→ **EXERCISE INSTRUCTIONS**
Give the entries as a two-column CSV with the columns "text" and "answer," starting with the line that contains "white wall, locate" and going on through the end of the entries. Use one row per entry, with its text and its answer each in a single quoted field and line breaks turned into spaces.

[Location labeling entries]
* Begin *
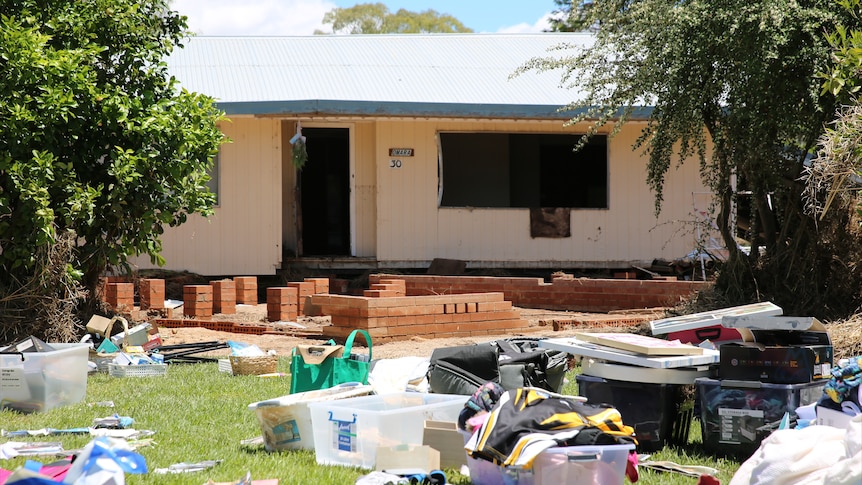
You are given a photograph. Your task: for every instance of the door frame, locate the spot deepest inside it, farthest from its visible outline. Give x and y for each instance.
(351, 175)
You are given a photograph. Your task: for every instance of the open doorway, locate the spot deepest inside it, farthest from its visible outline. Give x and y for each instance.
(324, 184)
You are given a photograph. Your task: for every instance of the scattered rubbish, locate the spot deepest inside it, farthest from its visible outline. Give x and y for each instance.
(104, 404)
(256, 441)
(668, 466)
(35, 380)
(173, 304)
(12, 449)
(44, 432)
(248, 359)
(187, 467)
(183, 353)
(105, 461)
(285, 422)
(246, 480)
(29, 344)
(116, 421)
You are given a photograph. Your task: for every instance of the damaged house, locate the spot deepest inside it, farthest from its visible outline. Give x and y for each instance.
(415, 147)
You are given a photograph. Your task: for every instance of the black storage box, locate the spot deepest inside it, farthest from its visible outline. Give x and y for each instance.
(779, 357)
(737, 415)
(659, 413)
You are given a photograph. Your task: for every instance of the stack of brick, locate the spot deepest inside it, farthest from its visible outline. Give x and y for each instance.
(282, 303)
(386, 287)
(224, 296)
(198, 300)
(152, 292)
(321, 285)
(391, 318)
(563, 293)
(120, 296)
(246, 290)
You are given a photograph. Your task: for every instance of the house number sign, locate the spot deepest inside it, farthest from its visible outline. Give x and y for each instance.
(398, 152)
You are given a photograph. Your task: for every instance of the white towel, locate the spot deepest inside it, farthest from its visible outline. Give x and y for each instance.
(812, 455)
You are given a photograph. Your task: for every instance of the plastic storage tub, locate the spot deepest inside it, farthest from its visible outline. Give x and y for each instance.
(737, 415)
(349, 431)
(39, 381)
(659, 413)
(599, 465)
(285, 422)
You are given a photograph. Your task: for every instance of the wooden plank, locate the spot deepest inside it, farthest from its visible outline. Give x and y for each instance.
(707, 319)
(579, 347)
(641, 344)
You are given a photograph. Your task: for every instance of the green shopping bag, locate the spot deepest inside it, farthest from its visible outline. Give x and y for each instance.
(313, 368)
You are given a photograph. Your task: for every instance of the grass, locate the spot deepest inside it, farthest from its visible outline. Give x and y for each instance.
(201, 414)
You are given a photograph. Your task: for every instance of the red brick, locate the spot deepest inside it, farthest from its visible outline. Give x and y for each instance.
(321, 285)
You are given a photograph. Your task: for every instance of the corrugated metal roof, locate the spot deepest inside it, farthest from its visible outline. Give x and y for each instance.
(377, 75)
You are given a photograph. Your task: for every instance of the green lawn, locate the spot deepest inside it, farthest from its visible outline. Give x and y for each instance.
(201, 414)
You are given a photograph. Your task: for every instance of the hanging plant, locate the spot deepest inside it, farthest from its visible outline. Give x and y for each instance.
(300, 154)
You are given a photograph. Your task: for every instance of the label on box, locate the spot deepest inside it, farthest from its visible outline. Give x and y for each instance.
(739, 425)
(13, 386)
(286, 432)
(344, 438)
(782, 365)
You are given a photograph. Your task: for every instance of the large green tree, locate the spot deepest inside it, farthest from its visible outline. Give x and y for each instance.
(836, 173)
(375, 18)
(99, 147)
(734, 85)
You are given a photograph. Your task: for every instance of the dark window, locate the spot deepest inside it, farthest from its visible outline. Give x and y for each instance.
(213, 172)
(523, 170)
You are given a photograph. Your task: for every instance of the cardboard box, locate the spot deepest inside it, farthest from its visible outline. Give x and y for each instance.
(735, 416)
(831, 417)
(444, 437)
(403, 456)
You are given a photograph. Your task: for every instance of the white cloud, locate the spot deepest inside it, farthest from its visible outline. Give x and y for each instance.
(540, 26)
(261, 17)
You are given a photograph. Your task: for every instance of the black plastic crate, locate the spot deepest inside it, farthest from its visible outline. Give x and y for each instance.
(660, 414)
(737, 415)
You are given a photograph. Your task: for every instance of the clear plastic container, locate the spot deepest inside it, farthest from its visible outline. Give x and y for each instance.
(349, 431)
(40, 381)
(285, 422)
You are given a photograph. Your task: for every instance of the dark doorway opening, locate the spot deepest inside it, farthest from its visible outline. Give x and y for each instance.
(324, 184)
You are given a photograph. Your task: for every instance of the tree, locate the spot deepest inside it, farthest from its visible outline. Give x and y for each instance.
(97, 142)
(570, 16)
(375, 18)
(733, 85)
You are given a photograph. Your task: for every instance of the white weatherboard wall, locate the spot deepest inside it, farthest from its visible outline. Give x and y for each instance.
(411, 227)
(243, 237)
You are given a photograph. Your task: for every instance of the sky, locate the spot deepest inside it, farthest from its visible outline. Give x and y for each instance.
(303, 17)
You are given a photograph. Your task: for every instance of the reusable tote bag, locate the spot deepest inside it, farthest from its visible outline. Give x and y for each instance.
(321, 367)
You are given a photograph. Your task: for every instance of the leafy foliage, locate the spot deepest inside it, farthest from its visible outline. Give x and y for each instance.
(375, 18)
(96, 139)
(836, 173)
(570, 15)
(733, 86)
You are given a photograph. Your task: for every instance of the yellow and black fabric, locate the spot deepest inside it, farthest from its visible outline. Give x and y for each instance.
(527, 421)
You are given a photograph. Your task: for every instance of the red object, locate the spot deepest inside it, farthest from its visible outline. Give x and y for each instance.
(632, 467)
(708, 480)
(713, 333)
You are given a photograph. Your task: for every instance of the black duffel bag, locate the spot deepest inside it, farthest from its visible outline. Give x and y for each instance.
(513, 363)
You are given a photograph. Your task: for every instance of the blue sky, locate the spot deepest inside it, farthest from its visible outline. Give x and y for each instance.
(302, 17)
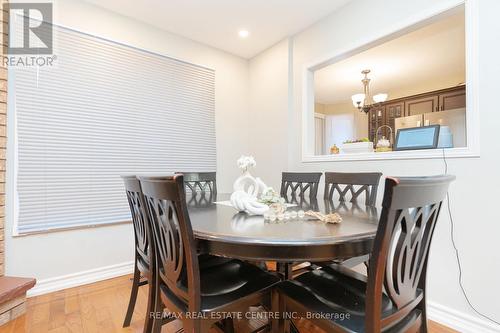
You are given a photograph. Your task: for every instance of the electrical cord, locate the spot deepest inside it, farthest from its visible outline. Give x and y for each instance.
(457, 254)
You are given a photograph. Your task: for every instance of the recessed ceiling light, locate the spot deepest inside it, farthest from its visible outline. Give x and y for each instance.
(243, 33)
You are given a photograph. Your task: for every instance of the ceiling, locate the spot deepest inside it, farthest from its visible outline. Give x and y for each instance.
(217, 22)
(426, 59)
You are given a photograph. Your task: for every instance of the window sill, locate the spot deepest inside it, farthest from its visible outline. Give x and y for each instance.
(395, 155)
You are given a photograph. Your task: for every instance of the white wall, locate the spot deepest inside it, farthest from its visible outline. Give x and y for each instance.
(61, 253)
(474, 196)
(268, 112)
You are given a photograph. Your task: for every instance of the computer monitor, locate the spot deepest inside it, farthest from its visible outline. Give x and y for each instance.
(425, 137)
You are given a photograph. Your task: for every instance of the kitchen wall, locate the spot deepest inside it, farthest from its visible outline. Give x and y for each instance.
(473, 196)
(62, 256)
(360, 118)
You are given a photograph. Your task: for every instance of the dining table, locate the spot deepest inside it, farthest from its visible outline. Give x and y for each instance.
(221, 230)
* End *
→ **EXERCISE RESULT**
text,answer
"You are given a photograph. Your task: for every instance of the white wall, locate the spot deepest inside it, farthest from its visible outline. Give x and y for each instance.","(61, 253) (474, 196) (268, 112)"
"You are given a photograph. Your task: for every instance of the computer monitor, locate the spot deepest inside it, farthest from its visible outline. Give x and y for each instance.","(425, 137)"
"You are given a photograph. Your task: for every instance of the kitchen wall, locate the spot deepest inside it, farthest from its visible outline. Give x and y for each instance.","(473, 196) (62, 256) (360, 118)"
"You are given a photograph. Your task: for every instance of the dining table, locate the spot deepest inside it, farthest from its visible outline. Give x and y for each instance.","(221, 230)"